**The exercise:** Can you reproduce every one of the records below verbatim, with no changes?

(Excerpts from a pointing dataset)
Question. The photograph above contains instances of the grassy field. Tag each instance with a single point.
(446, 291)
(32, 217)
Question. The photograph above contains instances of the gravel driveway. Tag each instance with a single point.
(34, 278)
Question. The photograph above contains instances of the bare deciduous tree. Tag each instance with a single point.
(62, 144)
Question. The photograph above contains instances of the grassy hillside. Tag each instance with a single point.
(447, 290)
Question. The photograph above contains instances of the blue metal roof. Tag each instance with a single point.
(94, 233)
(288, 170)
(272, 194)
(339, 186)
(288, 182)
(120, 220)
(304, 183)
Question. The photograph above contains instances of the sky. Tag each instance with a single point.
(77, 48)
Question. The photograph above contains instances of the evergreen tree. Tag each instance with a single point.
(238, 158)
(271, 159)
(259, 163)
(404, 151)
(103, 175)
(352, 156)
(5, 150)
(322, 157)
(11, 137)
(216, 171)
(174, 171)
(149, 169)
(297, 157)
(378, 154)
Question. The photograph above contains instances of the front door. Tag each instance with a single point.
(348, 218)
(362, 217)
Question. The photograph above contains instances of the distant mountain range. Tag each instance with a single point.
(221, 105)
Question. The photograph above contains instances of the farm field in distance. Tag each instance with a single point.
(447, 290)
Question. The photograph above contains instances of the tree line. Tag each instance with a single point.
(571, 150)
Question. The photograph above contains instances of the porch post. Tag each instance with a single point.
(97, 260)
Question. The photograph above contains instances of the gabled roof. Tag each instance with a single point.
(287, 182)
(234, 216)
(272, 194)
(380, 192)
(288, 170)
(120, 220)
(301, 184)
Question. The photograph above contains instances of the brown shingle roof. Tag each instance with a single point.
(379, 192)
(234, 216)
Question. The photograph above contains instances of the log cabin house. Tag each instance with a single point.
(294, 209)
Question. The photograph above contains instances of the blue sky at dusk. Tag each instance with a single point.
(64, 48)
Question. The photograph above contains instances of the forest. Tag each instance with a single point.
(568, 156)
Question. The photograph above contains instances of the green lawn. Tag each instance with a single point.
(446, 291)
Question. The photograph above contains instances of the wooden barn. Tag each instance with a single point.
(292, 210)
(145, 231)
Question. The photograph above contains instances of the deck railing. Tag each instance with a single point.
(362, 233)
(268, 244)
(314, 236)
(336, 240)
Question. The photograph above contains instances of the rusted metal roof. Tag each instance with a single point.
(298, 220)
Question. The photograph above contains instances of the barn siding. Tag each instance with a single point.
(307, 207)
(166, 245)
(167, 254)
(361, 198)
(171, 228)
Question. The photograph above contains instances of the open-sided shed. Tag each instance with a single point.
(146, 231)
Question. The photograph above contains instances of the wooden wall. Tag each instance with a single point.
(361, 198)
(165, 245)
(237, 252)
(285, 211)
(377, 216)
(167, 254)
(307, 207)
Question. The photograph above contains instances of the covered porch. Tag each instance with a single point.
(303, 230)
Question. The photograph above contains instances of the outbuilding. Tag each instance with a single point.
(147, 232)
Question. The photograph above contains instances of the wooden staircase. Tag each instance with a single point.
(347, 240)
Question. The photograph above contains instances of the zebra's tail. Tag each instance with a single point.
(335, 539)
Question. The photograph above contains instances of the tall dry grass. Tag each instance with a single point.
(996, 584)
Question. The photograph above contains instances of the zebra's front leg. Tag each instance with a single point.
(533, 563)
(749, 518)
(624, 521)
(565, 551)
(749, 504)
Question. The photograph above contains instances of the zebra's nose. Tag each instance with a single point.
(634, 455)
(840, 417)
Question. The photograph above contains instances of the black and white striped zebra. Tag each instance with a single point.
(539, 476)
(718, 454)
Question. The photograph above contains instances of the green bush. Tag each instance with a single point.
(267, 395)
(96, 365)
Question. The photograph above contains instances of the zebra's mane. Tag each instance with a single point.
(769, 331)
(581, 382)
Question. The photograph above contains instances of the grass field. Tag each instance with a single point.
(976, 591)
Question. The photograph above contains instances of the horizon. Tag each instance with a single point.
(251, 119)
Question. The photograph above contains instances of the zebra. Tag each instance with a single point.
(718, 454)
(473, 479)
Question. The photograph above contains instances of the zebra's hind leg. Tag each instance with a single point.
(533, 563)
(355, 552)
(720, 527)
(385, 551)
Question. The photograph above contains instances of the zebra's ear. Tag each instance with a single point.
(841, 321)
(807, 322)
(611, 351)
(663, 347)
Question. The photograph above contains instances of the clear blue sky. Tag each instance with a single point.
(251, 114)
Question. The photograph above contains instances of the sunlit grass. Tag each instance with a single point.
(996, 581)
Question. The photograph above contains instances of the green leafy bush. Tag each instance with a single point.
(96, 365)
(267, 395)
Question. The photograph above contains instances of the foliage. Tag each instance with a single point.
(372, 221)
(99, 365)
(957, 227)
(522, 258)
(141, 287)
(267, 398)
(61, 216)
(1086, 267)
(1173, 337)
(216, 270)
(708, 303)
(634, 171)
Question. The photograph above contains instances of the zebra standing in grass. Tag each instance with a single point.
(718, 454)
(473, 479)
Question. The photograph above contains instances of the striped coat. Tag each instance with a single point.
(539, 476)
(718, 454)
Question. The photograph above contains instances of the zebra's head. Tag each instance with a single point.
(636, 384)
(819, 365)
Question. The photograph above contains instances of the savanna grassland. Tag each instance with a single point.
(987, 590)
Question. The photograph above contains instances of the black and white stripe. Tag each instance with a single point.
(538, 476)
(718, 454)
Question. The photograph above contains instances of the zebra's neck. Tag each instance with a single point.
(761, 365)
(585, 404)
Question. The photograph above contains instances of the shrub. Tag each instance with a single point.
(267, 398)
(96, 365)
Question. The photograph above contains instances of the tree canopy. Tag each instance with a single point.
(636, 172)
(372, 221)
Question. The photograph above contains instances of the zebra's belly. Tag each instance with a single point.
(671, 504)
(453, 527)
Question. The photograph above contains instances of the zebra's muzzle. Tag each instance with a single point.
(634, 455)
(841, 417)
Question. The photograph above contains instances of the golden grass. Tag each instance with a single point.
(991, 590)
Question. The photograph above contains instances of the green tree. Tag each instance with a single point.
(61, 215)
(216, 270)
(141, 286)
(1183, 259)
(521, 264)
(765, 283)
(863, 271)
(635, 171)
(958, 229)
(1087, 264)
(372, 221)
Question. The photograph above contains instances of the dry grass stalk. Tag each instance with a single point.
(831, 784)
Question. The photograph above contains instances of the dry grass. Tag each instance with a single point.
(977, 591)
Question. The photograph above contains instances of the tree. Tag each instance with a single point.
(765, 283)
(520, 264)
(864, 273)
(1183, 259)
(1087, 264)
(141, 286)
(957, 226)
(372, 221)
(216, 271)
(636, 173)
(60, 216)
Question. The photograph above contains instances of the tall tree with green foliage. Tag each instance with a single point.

**Exercise answer:**
Question. The photograph above contains instances of the grassy field. Tag each instance with a single point.
(446, 291)
(32, 217)
Question. The photograph above contains instances of the gravel driveway. Tag each instance with a single point.
(34, 278)
Question. The photograph above contains instances of the bare deciduous tree. Tag each instance with a single point.
(62, 144)
Question. The photograph above contains instances of the grassy hillside. Tag each instance with a single point.
(447, 290)
Question. The photograph above contains instances of the blue metal roof. Tag each instance with a single point.
(94, 233)
(288, 170)
(272, 194)
(339, 186)
(288, 182)
(120, 220)
(304, 183)
Question. The photograph above contains instances of the sky. Tag each instance with a single point.
(77, 48)
Question. The photograph above contains instances of the evergreen tree. Tag each instance with a single point.
(238, 158)
(271, 159)
(259, 163)
(404, 151)
(103, 175)
(352, 156)
(5, 150)
(322, 157)
(11, 137)
(216, 171)
(174, 171)
(149, 169)
(297, 157)
(378, 154)
Question. The photograph above contains instances of the front door. Tag each instance with a single point.
(348, 218)
(362, 217)
Question. The photograph above contains instances of the distant mountain range. Tag each instance with a single point.
(221, 105)
Question. The photograph above contains instances of the farm field in distance. Tag each instance with a single point.
(447, 290)
Question. The photograph above contains instances of the tree line. Tag each instance with a single point.
(571, 150)
Question. The photograph above contains instances of the porch post. Tag each instance with a single point.
(97, 260)
Question. The photograph above contains instances of the gabled roof. Tag each instance with a single point.
(287, 182)
(234, 216)
(272, 194)
(380, 192)
(288, 170)
(120, 220)
(301, 184)
Question. The photograph above contains instances of the brown shingle roof. Tag each instance with a single point.
(379, 192)
(234, 216)
Question. The photograph above contains instances of the log cabin house. Tag each instance with a single point.
(294, 209)
Question. The photograph above contains instances of the blue sky at dusk. Tag each instance with a single point.
(64, 48)
Question. The photograph above contains instances of the forest. Tag each instance with a single point.
(568, 156)
Question. The photograph above contains instances of the green lawn. Tag each instance with a single point.
(446, 291)
Question. The photograph above contains instances of the wooden barn. Tag each instance with a single point.
(292, 210)
(145, 231)
Question. The photograph above contains instances of the deck railing. Tag each instance with a single point.
(362, 233)
(268, 244)
(314, 236)
(336, 240)
Question. The photograph above contains instances of the rusted metal roof. Tag each instance with a single point.
(298, 220)
Question. The photograph above contains instances of the barn siding. Tag each instance with a single point.
(307, 207)
(166, 245)
(167, 254)
(361, 198)
(171, 228)
Question. The photograph above contains instances of the open-sided shed. Tag each instance with a single point.
(146, 231)
Question. The photograph above contains instances of the wooden wall. Tag each instance with a single point.
(361, 198)
(165, 245)
(237, 252)
(285, 211)
(377, 216)
(167, 254)
(307, 207)
Question. The photograph above contains instances of the covered porch. Tag each instance with a single point.
(303, 230)
Question. The photograph above contains instances of the outbuilding. Tag each instance with a single point.
(147, 232)
Question. The photograph above contains instances of the wooden staircase. Tag each instance with a single point.
(347, 240)
Question. The photograph above contains instances of the zebra's tail. Tag each instance with a single point.
(335, 539)
Question. The photograph above contains instances of the tall dry grass. Tag each instance with a single point.
(996, 584)
Question. The photograph above contains instances of the zebra's front leg. Tag each instance with a single point.
(533, 563)
(749, 518)
(624, 521)
(565, 551)
(749, 504)
Question. The photograph above contains instances of the zebra's nose. Tag each instance with a single point.
(634, 455)
(840, 417)
Question. The photograph above contains instances of the black and white striped zebra. Tag each instance with a single point.
(539, 476)
(718, 454)
Question. The photograph above contains instances of the green bush. Tag each instance with a single point.
(267, 395)
(96, 365)
Question. The photograph above contains instances of the zebra's mane. Tag each instance with a single point.
(769, 331)
(581, 382)
Question. The photograph above contains instances of the grass field. Tag each instance with a single point.
(976, 591)
Question. The photograph above contains instances of the horizon. Tag each instance with a single point.
(251, 119)
Question. The photograph above contains instances of the zebra. Tag each instance with a single point.
(718, 454)
(473, 479)
Question. The photograph above contains instances of the zebra's hind leg. Tag each instance with a single point.
(533, 563)
(355, 552)
(720, 527)
(385, 551)
Question. The photograph above contains instances of the zebra's ear. Tag each instance with a single point.
(841, 321)
(807, 322)
(611, 351)
(663, 347)
Question. The photograph above contains instances of the clear blue sky. Tag each instance with a single point.
(251, 114)
Question. The photograph above contains instances of the sunlit grass. Tag each instance with a single point.
(996, 581)
Question. The photograph above contains instances of the green leafy bush. Tag each instance with a single point.
(96, 365)
(267, 395)
Question. The photograph above contains instances of the foliage. Tag each instance with a single point.
(372, 221)
(99, 365)
(957, 227)
(522, 258)
(141, 287)
(267, 398)
(61, 216)
(1086, 267)
(1173, 337)
(216, 270)
(708, 303)
(634, 171)
Question. The photograph above contains instances of the zebra standing in grass. Tag each instance with a single point.
(718, 454)
(473, 479)
Question. The photograph above contains instances of the striped coat. Tag each instance with a single point.
(539, 476)
(718, 454)
Question. The photograph above contains instances of the zebra's head. Tag each instance with a single point.
(636, 384)
(819, 365)
Question. The photograph above contains instances of the savanna grassland. Tag each instance with a single point.
(987, 590)
Question. The photograph above contains instances of the black and white stripe. Tag each instance with a single point.
(538, 476)
(718, 454)
Question. The photograph above contains instances of the zebra's neck. Tag each instance with a single point.
(761, 365)
(585, 404)
Question. The photograph above contains instances of the shrub. Tag each instance with a single point.
(267, 398)
(96, 365)
Question. The photograph above contains instances of the tree canopy. Tag each instance with a single point.
(636, 172)
(372, 221)
Question. The photograph above contains instances of the zebra's belly. Tag each instance with a single point.
(671, 504)
(453, 527)
Question. The photograph above contains instances of the zebra's muzzle. Tag each instance with a single point.
(634, 455)
(841, 417)
Question. The photograph above contains instances of the golden grass. Tag each instance with a single point.
(991, 590)
Question. The photograph above contains instances of the green tree. Tag each instance with a single point.
(61, 215)
(216, 270)
(141, 286)
(1183, 259)
(521, 264)
(765, 283)
(863, 271)
(635, 171)
(958, 229)
(1087, 264)
(372, 221)
Question. The photograph above contains instances of the dry grass stalk. Tag each instance with a single point.
(831, 784)
Question. The photograph above contains instances of the dry grass. Tag each instance with a single point.
(977, 591)
Question. The photograph above contains instances of the tree. Tag each instance with a single point.
(765, 283)
(520, 264)
(864, 273)
(1183, 259)
(1087, 264)
(141, 286)
(957, 226)
(372, 221)
(216, 271)
(636, 173)
(60, 216)
Question. The photograph above contains instances of the tall tree with green foliage. Tag each instance with a single point.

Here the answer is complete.